*** Opening RECORDS SHOWN ***
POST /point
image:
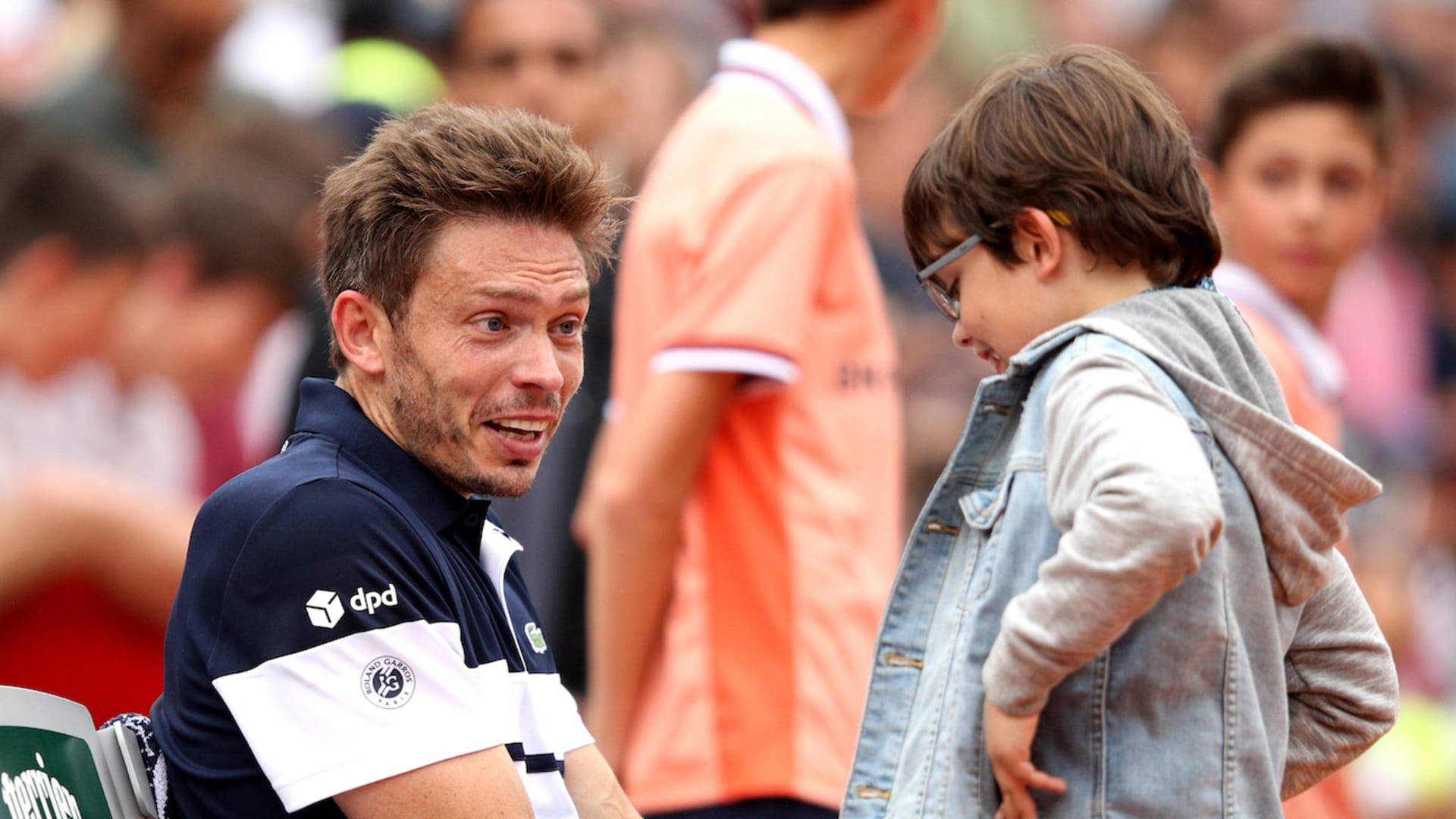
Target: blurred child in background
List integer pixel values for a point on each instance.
(1299, 145)
(1125, 591)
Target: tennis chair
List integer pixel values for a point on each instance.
(53, 763)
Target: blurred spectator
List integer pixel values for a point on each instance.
(96, 521)
(153, 85)
(549, 57)
(1299, 143)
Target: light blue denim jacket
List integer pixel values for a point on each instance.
(1247, 682)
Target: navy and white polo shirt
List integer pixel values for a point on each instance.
(346, 617)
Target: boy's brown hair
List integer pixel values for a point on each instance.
(1302, 69)
(383, 210)
(1079, 131)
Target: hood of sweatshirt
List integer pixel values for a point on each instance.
(1301, 485)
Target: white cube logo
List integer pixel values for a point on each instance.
(325, 610)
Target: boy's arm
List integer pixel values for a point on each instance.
(1131, 490)
(1343, 691)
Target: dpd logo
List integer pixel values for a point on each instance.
(388, 682)
(324, 608)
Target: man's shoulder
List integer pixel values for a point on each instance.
(733, 134)
(309, 485)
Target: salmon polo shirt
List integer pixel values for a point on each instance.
(746, 254)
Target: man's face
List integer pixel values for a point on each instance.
(488, 353)
(1301, 191)
(542, 55)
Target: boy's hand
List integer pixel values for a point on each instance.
(1008, 744)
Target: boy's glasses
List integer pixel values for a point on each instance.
(943, 297)
(949, 297)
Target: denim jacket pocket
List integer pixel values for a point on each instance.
(982, 510)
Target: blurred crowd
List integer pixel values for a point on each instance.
(161, 167)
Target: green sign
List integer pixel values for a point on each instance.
(49, 776)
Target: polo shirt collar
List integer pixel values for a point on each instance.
(328, 410)
(775, 69)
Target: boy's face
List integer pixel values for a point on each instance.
(1003, 308)
(1301, 191)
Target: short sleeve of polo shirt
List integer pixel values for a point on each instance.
(747, 303)
(337, 651)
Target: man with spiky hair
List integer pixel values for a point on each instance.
(353, 635)
(743, 515)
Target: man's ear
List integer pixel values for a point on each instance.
(172, 268)
(1038, 242)
(363, 330)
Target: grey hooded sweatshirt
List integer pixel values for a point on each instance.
(1141, 510)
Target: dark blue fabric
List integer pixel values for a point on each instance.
(341, 509)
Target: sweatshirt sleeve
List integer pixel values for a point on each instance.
(1131, 491)
(1343, 691)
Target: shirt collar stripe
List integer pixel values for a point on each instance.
(772, 67)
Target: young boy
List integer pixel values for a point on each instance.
(1123, 592)
(1299, 145)
(1299, 148)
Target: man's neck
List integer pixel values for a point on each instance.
(819, 41)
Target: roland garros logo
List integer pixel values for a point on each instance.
(388, 682)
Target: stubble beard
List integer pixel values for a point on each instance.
(425, 430)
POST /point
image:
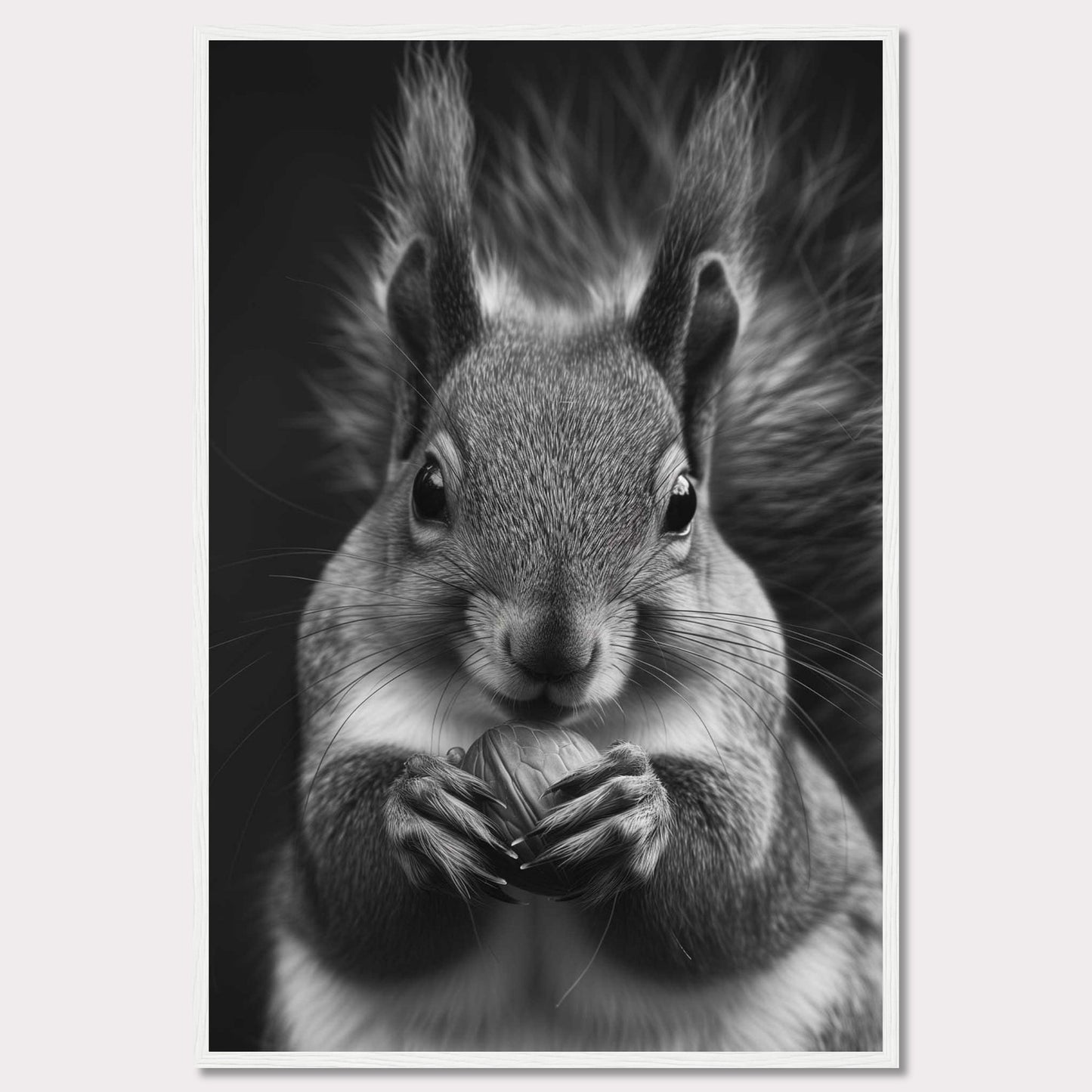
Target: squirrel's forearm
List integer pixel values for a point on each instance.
(735, 886)
(352, 896)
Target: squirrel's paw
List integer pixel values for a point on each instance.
(611, 827)
(439, 834)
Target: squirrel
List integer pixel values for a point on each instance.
(614, 424)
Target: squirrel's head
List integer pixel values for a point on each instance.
(556, 480)
(546, 493)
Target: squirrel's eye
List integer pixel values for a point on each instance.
(680, 507)
(429, 500)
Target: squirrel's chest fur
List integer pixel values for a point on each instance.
(512, 994)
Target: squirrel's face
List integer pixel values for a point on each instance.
(552, 485)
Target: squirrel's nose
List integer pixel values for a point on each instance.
(549, 657)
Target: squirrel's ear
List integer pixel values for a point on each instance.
(686, 324)
(434, 314)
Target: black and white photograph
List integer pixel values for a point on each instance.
(549, 706)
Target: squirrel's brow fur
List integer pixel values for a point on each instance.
(566, 209)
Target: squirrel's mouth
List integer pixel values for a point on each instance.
(534, 709)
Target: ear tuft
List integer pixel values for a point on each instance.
(687, 324)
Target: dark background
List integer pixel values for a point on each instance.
(292, 128)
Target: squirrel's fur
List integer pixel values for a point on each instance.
(565, 339)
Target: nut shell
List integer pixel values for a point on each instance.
(520, 761)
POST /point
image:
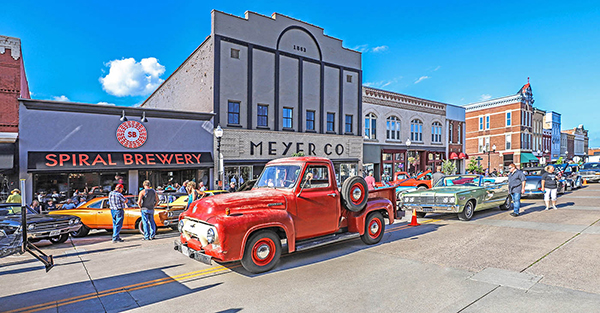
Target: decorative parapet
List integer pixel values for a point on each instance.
(12, 43)
(382, 97)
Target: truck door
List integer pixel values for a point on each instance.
(318, 203)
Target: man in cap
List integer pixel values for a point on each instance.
(15, 196)
(117, 204)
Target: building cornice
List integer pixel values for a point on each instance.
(74, 107)
(393, 99)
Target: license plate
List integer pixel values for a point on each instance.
(185, 250)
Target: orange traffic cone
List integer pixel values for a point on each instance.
(413, 221)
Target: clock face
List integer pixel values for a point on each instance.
(131, 134)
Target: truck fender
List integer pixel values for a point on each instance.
(289, 230)
(356, 221)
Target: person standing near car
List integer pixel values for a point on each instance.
(117, 204)
(549, 186)
(516, 187)
(147, 200)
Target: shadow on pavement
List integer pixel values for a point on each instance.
(111, 294)
(340, 249)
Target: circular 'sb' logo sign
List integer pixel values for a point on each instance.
(132, 134)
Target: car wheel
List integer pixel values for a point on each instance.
(374, 228)
(81, 232)
(506, 205)
(262, 252)
(467, 212)
(59, 239)
(355, 193)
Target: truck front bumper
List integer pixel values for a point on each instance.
(435, 208)
(191, 253)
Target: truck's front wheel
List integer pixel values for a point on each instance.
(262, 252)
(374, 228)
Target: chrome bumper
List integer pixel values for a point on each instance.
(436, 208)
(191, 253)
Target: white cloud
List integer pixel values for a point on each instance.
(126, 77)
(61, 98)
(422, 78)
(379, 48)
(382, 83)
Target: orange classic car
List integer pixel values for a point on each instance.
(95, 214)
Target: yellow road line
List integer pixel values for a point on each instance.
(150, 283)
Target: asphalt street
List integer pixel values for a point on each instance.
(541, 261)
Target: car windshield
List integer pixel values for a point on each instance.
(459, 180)
(279, 176)
(591, 166)
(12, 210)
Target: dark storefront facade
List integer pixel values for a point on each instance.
(68, 147)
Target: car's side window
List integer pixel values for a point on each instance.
(316, 176)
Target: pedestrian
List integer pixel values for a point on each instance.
(183, 187)
(69, 205)
(549, 186)
(516, 187)
(192, 193)
(147, 200)
(15, 196)
(437, 175)
(117, 204)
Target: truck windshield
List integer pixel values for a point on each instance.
(279, 176)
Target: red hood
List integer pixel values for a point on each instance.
(237, 202)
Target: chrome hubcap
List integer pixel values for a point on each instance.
(374, 228)
(356, 193)
(263, 251)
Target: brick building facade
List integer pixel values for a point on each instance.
(504, 123)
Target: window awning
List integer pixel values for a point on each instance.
(528, 157)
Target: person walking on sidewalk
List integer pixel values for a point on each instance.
(147, 200)
(549, 186)
(117, 204)
(516, 187)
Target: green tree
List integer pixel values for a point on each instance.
(448, 167)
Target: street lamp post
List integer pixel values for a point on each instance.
(219, 134)
(408, 143)
(488, 153)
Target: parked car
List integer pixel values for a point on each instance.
(55, 228)
(95, 214)
(533, 185)
(296, 199)
(460, 194)
(571, 173)
(591, 172)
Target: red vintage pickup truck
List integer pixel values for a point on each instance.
(295, 200)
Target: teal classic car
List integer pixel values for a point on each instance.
(461, 194)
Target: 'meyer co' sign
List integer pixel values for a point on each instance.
(117, 160)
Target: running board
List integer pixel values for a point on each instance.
(321, 241)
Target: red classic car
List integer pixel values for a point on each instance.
(296, 199)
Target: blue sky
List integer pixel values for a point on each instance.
(456, 52)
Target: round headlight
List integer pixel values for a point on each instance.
(180, 226)
(210, 235)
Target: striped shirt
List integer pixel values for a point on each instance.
(116, 201)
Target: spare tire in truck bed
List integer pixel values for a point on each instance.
(355, 193)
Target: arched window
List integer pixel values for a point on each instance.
(436, 132)
(371, 126)
(416, 130)
(392, 128)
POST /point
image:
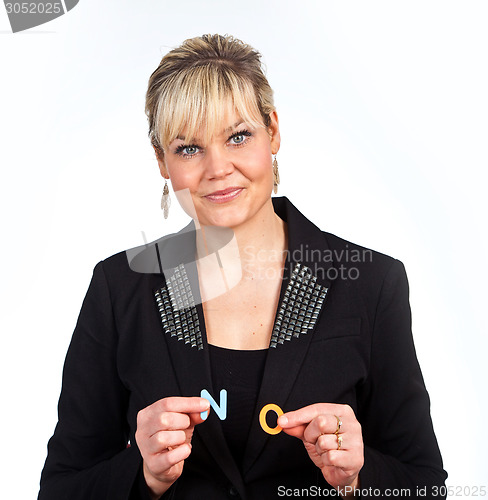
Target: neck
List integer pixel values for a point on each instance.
(265, 232)
(226, 255)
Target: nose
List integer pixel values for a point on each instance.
(218, 163)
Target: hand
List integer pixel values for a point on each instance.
(316, 426)
(163, 435)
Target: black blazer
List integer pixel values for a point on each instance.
(342, 334)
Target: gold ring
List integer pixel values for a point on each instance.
(339, 442)
(339, 425)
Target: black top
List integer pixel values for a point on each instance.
(239, 372)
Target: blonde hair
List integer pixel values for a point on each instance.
(197, 83)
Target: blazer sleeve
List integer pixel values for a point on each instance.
(401, 449)
(88, 455)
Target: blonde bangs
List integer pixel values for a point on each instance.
(197, 102)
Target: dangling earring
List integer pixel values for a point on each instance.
(276, 175)
(165, 200)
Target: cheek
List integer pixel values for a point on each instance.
(181, 179)
(259, 165)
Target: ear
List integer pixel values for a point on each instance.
(274, 132)
(160, 157)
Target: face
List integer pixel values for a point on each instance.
(230, 179)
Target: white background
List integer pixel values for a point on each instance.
(383, 110)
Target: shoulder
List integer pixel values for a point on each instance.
(364, 267)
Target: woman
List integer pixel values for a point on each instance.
(250, 306)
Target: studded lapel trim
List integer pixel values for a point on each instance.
(300, 306)
(177, 309)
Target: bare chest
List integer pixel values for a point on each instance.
(243, 318)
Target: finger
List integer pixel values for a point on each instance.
(295, 431)
(348, 461)
(179, 404)
(160, 441)
(322, 424)
(154, 418)
(308, 413)
(328, 442)
(159, 463)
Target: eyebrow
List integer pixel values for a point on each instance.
(228, 129)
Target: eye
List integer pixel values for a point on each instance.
(239, 137)
(187, 151)
(190, 150)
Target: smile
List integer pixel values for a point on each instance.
(224, 195)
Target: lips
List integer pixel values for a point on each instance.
(224, 195)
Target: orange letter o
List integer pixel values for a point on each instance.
(262, 418)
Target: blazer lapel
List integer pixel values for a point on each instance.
(179, 305)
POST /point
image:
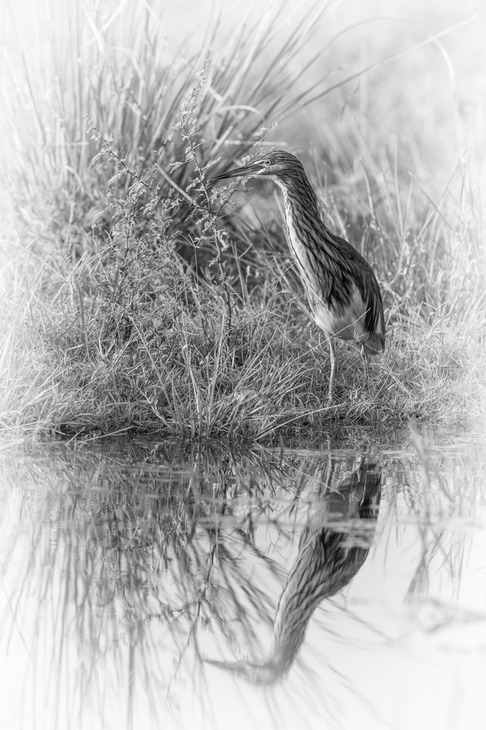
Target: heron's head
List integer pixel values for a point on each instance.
(274, 164)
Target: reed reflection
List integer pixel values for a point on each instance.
(332, 549)
(128, 557)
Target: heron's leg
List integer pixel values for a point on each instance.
(332, 356)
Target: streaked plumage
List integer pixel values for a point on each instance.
(341, 288)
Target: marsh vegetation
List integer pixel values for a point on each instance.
(136, 296)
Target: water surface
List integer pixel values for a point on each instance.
(155, 585)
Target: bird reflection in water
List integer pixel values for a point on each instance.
(332, 549)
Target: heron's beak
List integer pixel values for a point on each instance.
(244, 171)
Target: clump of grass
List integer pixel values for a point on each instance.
(151, 311)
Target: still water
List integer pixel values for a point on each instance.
(147, 585)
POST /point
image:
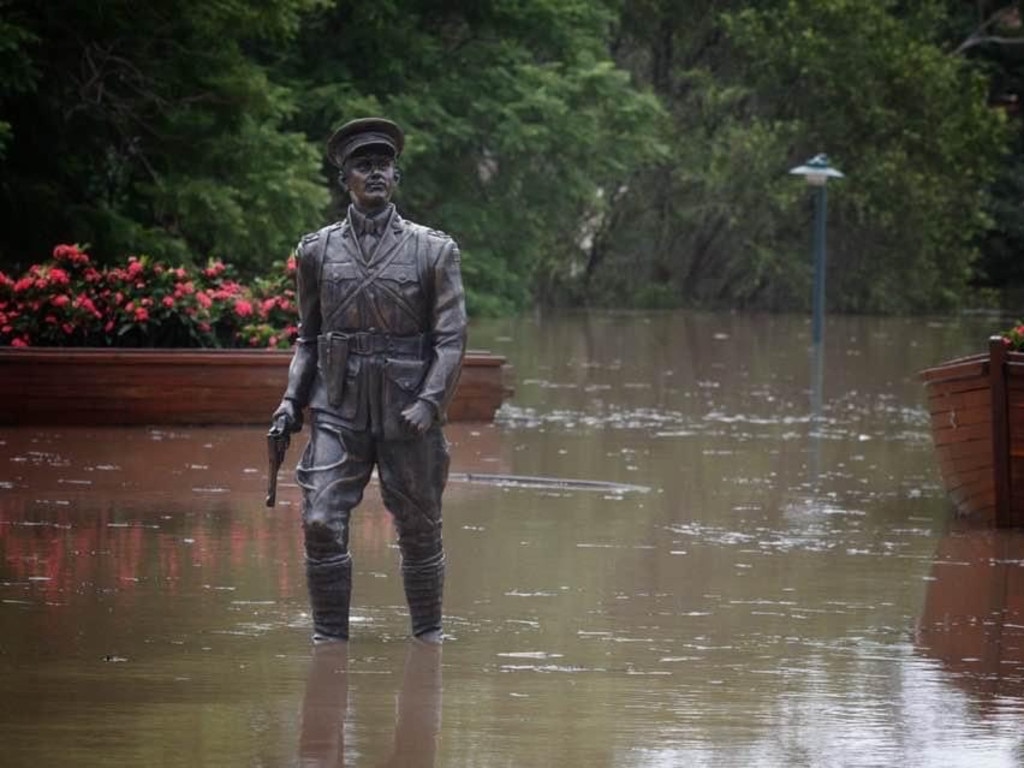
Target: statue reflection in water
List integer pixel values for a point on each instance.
(325, 708)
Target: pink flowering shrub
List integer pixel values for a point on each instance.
(68, 301)
(1014, 337)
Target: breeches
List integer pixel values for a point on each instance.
(334, 471)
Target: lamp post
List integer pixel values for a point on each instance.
(817, 172)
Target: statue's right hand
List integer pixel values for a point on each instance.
(288, 417)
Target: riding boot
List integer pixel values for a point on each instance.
*** Closing RECORDS SHOWN ***
*EXERCISE BRIEF*.
Leave the pictures out, and restate exactly the lines from the start of the records through the one that contains "Target: man's shoulder".

*REPLY*.
POST /point
image:
Target: blurred child in background
List integer pixel values for a point on each instance.
(1299, 145)
(1125, 591)
Target: tennis chair
List integer pixel values for a point on each instance.
(53, 763)
Target: blurred spectator
List integer pixel values for a point on each instance.
(96, 521)
(153, 85)
(549, 57)
(1299, 143)
Target: light blue denim jacket
List integer pixel values for a point on each instance.
(1247, 682)
Target: navy and white polo shirt
List integer pixel values for a point on each instance.
(346, 617)
Target: boy's brown hair
List integer pixel values for a point on each instance.
(1302, 69)
(383, 210)
(1079, 131)
Target: hood of sweatshirt
List integer pixel values for a point on each instance.
(1301, 485)
Target: white cube logo
List integer pixel values for a point on each instance.
(325, 610)
Target: boy's arm
List integer pixel values for a point on each instance.
(1131, 490)
(1343, 691)
Target: dpd logo
List integer pixel values for a point on each instance.
(388, 682)
(324, 608)
Target: man's shoulder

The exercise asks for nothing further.